YOUR OBJECTIVE
Exact copies of all the entries below are expected in the answer.

Source data
※ ※ ※

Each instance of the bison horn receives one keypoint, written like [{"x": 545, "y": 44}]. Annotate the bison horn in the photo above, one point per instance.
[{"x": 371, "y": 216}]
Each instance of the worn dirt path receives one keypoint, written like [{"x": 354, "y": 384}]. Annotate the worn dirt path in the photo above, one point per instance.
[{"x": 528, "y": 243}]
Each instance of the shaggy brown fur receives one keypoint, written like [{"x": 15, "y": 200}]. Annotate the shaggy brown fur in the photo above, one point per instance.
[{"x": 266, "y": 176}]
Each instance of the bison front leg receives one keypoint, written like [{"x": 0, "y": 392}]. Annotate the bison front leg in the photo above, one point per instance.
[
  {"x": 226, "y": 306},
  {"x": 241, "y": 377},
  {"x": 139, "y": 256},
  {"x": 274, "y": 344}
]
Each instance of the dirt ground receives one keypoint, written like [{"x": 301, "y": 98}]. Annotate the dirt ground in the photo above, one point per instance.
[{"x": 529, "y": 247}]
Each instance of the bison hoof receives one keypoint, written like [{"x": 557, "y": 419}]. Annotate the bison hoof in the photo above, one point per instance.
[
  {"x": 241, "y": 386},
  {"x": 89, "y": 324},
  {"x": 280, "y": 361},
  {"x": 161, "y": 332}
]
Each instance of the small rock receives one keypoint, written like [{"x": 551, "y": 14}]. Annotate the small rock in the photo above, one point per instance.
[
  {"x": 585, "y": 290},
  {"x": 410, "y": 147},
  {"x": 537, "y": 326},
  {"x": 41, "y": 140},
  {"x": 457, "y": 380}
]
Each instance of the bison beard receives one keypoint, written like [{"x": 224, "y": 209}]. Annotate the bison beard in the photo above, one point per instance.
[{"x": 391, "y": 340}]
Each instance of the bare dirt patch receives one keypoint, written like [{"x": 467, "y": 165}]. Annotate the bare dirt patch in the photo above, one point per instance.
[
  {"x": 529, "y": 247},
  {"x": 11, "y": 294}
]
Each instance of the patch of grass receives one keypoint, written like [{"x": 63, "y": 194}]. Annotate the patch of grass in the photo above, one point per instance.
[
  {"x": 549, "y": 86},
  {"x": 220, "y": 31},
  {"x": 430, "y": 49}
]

※ ※ ※

YOUR RESPONSE
Each instance of the bison horn receives one keypoint, written like [{"x": 545, "y": 44}]. Annotate the bison horn in the photo above, one point per instance.
[{"x": 371, "y": 216}]
Each instance of the worn dirt path receives one keypoint, written like [{"x": 354, "y": 384}]. Annotate the worn dirt path in the photo above, one point per instance.
[{"x": 528, "y": 243}]
Each instance of the shaggy brown fur receives one keypoint, written like [{"x": 15, "y": 200}]. Annotate the shaggy brown fur in the photo above, one point per instance.
[{"x": 266, "y": 176}]
Each instance of the bison front leg receives one keypoint, written like [{"x": 0, "y": 392}]. Annotate the bison front leg in the photo above, one point per instance.
[
  {"x": 226, "y": 306},
  {"x": 241, "y": 377},
  {"x": 139, "y": 256},
  {"x": 274, "y": 344}
]
Each instance of the dirt ground receives one keypoint, written like [{"x": 301, "y": 98}]. Annotate the dirt ground in the photo above, one point per instance.
[{"x": 529, "y": 247}]
Each instance of the bison hoof receives one keypoint, written like [{"x": 557, "y": 419}]. Annotate the bison hoof in the photo above, one point per instance.
[
  {"x": 241, "y": 386},
  {"x": 89, "y": 324},
  {"x": 280, "y": 361},
  {"x": 161, "y": 332}
]
Each instance of the small rock receives one keypoint, written like [{"x": 551, "y": 14}]. Annotate the small rock in the photo above, one point per instance.
[
  {"x": 585, "y": 290},
  {"x": 410, "y": 147},
  {"x": 537, "y": 326},
  {"x": 41, "y": 140},
  {"x": 457, "y": 380}
]
Each instance of the bison beard receives one keypoint, written like [{"x": 224, "y": 209}]. Annotate the bison beard in the photo above, one point per instance.
[{"x": 391, "y": 340}]
Each instance of the bare dirt patch receives one keypoint, written like [{"x": 467, "y": 165}]. Annotate the bare dirt patch in the photo above, one point per instance.
[
  {"x": 529, "y": 247},
  {"x": 11, "y": 294}
]
Each instance of the patch of grass receives one keypoint, written like [{"x": 63, "y": 194}]. Annotate the patch of grass in the photo above, one point per instance.
[
  {"x": 549, "y": 86},
  {"x": 220, "y": 31},
  {"x": 430, "y": 49}
]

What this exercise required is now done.